BRIEF
In how many lines of the entries below does "rough" appear? Give only the number.

EXERCISE DATA
__________

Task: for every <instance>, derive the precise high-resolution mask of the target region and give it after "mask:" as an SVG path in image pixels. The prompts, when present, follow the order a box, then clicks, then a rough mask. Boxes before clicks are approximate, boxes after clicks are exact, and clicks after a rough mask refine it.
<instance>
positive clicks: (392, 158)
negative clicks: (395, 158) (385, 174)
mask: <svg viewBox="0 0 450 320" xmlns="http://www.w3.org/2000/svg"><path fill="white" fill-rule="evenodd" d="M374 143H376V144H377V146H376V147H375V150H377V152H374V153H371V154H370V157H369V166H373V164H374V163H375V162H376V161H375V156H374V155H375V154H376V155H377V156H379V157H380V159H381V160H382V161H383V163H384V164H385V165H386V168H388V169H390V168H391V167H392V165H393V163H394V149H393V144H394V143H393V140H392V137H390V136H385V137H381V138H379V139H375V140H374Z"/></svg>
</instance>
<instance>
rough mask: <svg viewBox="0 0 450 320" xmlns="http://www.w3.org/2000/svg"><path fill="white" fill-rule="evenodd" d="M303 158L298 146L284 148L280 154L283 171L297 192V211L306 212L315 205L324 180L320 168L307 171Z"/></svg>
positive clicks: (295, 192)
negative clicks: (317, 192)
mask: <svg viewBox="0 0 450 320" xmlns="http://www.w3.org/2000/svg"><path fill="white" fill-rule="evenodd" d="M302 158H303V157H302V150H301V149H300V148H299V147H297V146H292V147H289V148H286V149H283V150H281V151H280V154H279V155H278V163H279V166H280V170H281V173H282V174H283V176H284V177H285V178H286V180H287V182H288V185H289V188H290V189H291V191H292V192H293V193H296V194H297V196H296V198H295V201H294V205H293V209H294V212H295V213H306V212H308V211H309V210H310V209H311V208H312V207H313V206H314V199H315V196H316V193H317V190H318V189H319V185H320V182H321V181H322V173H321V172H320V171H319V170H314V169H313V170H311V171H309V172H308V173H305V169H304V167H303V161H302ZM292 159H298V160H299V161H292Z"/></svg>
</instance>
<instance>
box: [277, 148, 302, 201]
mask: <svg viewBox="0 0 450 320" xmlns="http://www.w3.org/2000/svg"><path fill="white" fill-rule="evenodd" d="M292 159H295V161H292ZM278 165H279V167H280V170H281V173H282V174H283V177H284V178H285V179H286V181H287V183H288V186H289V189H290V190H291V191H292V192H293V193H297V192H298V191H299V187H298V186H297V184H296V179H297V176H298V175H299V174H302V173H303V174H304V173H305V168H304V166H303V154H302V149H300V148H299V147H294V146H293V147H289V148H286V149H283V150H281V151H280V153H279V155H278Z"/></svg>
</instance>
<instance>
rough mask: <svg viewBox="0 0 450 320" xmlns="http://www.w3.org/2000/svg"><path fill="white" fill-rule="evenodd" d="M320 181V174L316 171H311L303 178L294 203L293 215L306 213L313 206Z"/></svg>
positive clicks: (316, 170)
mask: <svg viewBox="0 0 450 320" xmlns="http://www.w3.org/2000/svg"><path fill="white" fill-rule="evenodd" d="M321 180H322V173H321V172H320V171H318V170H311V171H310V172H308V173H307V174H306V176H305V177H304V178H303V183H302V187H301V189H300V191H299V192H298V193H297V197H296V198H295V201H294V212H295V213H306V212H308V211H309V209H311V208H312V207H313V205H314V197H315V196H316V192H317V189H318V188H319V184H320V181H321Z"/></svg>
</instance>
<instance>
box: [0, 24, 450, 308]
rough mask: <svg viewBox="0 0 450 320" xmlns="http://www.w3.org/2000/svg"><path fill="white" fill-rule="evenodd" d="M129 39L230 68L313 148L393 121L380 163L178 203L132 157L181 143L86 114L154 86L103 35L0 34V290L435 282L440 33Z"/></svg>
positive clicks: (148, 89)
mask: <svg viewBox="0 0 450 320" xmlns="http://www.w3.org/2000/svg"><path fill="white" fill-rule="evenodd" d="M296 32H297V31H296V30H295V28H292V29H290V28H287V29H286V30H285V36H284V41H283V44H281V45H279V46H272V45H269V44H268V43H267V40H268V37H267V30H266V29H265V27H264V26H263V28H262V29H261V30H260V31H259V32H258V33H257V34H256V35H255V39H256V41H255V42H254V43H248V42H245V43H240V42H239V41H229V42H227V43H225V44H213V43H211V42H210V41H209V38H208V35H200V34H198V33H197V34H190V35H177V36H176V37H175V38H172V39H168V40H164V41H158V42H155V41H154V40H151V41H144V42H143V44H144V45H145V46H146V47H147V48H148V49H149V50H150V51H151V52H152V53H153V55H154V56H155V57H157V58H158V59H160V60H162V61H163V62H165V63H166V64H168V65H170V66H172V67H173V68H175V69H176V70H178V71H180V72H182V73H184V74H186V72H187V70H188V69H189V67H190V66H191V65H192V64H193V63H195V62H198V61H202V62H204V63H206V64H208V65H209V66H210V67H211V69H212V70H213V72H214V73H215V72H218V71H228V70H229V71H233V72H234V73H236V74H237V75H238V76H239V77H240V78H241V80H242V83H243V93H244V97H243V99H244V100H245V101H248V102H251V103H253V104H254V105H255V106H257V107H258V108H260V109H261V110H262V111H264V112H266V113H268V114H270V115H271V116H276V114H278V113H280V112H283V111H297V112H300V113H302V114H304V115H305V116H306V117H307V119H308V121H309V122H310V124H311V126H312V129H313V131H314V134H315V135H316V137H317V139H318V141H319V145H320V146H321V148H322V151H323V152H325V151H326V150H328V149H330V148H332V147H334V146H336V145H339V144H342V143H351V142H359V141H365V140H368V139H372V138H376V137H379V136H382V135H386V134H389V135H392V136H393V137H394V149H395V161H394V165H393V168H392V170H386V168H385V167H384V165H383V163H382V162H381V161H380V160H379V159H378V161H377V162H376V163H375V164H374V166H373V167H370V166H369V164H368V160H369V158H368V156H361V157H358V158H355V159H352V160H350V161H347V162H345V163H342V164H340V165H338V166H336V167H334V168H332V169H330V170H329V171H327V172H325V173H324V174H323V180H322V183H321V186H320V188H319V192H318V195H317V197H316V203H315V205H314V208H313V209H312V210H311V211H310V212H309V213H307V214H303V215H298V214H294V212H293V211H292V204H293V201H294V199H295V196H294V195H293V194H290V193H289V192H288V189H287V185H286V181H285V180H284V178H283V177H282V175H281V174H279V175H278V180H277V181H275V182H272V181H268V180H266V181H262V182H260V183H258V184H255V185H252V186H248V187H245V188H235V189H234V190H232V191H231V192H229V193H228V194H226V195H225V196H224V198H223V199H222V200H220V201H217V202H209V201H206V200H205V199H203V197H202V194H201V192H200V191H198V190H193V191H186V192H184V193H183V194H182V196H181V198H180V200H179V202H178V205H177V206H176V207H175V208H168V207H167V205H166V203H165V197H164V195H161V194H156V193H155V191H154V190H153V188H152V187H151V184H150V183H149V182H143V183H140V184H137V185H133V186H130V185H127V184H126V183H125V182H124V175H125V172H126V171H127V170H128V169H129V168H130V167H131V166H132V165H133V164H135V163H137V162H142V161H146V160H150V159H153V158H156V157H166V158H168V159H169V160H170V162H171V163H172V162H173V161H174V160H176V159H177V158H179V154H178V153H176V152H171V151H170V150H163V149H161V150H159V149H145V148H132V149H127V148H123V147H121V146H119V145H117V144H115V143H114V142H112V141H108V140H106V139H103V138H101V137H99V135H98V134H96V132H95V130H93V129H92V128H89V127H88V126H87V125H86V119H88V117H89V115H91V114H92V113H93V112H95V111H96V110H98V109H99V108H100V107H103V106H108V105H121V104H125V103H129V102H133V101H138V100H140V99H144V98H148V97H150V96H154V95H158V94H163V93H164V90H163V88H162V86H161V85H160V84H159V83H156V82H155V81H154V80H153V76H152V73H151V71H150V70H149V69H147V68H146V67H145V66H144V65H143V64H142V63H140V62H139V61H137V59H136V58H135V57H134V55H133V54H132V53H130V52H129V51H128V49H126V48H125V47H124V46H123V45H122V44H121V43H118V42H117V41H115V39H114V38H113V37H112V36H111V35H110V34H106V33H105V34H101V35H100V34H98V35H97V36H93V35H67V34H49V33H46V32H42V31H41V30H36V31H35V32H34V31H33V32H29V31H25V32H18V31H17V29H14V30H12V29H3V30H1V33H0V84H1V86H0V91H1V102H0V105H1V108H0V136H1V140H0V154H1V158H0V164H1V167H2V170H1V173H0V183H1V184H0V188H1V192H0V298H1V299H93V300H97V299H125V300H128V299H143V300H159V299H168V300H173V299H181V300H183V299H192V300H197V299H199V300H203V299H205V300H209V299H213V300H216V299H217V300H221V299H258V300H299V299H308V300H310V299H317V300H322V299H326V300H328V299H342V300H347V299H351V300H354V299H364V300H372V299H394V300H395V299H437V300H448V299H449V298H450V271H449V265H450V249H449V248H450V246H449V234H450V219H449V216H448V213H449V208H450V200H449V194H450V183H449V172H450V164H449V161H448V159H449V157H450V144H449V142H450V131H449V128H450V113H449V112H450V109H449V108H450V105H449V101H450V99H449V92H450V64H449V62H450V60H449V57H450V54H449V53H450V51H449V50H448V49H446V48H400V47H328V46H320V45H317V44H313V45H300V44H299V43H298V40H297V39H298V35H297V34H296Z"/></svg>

__________

ANSWER SECTION
4